▶ About this exercise: The required output is the complete data, repeated without alteration.

[Records drawn from a dataset]
====================

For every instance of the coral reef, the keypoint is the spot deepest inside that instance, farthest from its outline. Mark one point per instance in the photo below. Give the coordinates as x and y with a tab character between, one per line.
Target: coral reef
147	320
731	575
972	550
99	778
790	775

====================

▶ Expected answer:
For every instance of the coral reef, the keypoint is the spot deepest inside that instance, farthest from its outline. Mark one point per instance in the photo below. Give the coordinates as x and y with a tab character between, one per line.
Target: coral reef
147	320
731	575
972	550
99	778
790	775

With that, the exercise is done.